**PROBLEM TO SOLVE**: Transcribe every line from the one containing "# point at: the windshield wiper" to the end of the listing, exactly as written, and leave out the pictures.

**DATA SUPPLIED**:
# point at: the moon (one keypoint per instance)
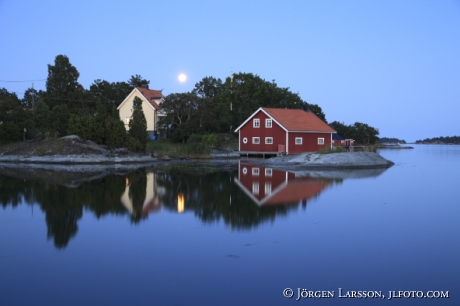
(182, 77)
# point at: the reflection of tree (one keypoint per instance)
(213, 196)
(137, 192)
(62, 225)
(63, 206)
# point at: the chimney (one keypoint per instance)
(305, 106)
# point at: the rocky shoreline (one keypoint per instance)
(72, 150)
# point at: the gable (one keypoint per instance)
(296, 120)
(150, 97)
(255, 113)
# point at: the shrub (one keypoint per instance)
(329, 150)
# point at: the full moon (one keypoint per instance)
(182, 77)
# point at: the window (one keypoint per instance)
(255, 188)
(268, 188)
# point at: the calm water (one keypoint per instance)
(234, 236)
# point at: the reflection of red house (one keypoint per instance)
(273, 130)
(266, 186)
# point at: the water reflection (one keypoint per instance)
(267, 186)
(243, 196)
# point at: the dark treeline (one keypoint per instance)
(362, 133)
(213, 106)
(447, 139)
(65, 108)
(216, 106)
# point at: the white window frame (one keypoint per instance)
(268, 188)
(268, 172)
(255, 188)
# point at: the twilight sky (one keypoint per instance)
(394, 65)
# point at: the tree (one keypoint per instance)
(13, 118)
(181, 114)
(115, 132)
(317, 111)
(360, 132)
(31, 97)
(42, 115)
(59, 119)
(138, 126)
(110, 93)
(62, 85)
(137, 81)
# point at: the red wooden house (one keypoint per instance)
(267, 186)
(292, 131)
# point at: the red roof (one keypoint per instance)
(151, 95)
(298, 120)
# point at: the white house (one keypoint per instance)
(151, 101)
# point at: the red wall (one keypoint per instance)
(278, 134)
(309, 142)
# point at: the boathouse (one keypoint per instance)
(271, 131)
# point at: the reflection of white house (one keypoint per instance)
(151, 101)
(151, 201)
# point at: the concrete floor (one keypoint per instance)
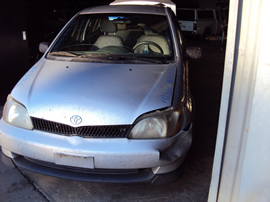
(205, 82)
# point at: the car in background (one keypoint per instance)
(109, 101)
(200, 21)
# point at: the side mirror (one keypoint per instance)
(193, 52)
(43, 46)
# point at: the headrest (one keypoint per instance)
(122, 26)
(149, 31)
(108, 26)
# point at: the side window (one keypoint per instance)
(205, 15)
(179, 33)
(217, 14)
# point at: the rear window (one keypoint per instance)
(185, 15)
(205, 15)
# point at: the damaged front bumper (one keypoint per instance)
(97, 160)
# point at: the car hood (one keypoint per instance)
(100, 93)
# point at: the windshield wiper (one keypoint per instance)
(63, 53)
(121, 57)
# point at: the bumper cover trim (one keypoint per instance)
(143, 176)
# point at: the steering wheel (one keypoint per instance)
(147, 43)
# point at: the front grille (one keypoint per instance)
(111, 131)
(84, 170)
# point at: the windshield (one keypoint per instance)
(117, 37)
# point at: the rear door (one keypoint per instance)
(186, 19)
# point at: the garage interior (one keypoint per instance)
(28, 22)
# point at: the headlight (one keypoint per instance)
(16, 114)
(155, 127)
(159, 124)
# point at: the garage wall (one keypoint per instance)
(241, 163)
(14, 57)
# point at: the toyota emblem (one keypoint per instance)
(76, 120)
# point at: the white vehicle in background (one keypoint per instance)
(166, 3)
(199, 21)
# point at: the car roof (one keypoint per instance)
(143, 9)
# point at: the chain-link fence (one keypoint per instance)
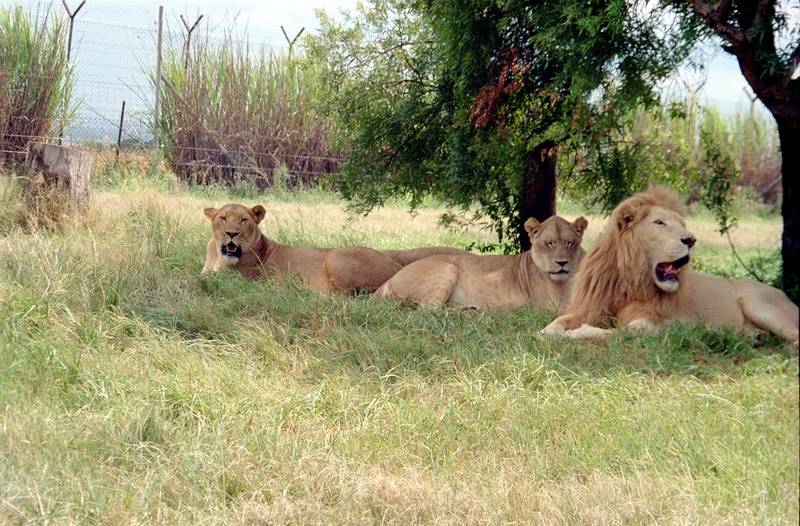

**TASK OUTPUT**:
# point at: the windshield wiper (one keypoint per instance)
(63, 53)
(121, 57)
# point at: the bumper cover trim (one keypoint per instance)
(143, 176)
# point at: the steering wheel (one keypoint per instance)
(147, 43)
# point at: the front grille (one keypoint per instance)
(111, 131)
(84, 170)
# point at: the windshield (one keypoint per instance)
(117, 37)
# point at: the rear door (one keypoint per instance)
(186, 19)
# point at: the garage interior (one keypoint per instance)
(28, 22)
# point at: the headlight (one keypoint per instance)
(16, 114)
(155, 127)
(159, 124)
# point at: the garage wall (one keypoint per instance)
(241, 163)
(14, 57)
# point at: the toyota emblem (one keypoint per instance)
(76, 120)
# point at: the white vehicle in background (one keypoint per instance)
(166, 3)
(199, 21)
# point at: the car roof (one keypoint per instance)
(143, 9)
# point at: the chain-link fence (one keypoint per instance)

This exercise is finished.